# MATERIALS PROVIDED:
....
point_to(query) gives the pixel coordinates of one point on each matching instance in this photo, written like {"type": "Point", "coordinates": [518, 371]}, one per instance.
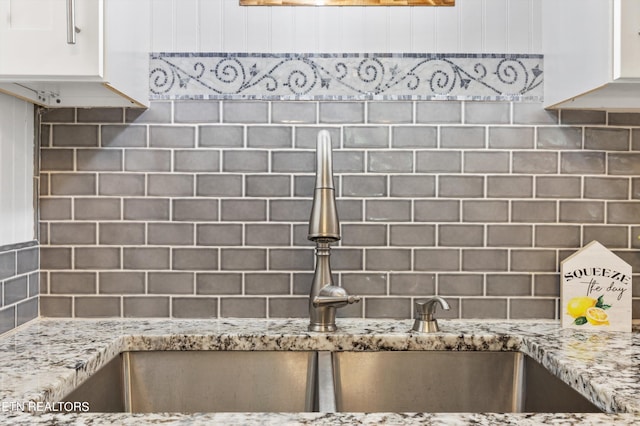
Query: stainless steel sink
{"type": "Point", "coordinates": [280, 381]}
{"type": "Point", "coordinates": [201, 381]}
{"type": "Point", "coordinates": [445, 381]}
....
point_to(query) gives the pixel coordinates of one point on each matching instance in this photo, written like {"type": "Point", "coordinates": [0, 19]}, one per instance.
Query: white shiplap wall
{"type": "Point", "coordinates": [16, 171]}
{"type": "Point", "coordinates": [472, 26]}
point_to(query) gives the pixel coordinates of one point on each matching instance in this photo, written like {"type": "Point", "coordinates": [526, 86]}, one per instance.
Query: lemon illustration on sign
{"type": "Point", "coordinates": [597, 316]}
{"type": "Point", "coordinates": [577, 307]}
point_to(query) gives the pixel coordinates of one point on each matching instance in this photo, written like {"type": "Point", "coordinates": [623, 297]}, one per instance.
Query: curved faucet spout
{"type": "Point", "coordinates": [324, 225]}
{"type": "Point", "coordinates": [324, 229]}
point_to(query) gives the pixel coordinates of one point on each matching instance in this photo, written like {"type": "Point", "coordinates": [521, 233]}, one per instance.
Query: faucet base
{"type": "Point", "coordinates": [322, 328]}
....
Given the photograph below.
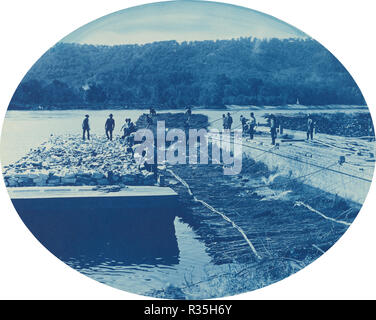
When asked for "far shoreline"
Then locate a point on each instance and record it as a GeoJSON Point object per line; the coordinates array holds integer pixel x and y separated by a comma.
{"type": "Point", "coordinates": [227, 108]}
....
# PROBLEM:
The word to find is "this". Copy every line of the records that holds it.

# WRITTEN REPLY:
point_to(query) gives the pixel coordinates of one point on each matching instance in this photo, written like {"type": "Point", "coordinates": [518, 371]}, one per instance.
point_to(query) gives the pixel coordinates of one point on each matching instance in this photo, written like {"type": "Point", "coordinates": [0, 19]}, one per instance.
point_to(query) gives the pixel coordinates of one point on each matching instance in this photo, written like {"type": "Point", "coordinates": [526, 86]}, one per instance.
point_to(query) gives the pixel coordinates of one point on each matching instance in this photo, written like {"type": "Point", "coordinates": [623, 297]}, one per instance.
point_to(query) gives the pixel coordinates of one point on each matching instance in this photo, written like {"type": "Point", "coordinates": [521, 233]}, one per instance.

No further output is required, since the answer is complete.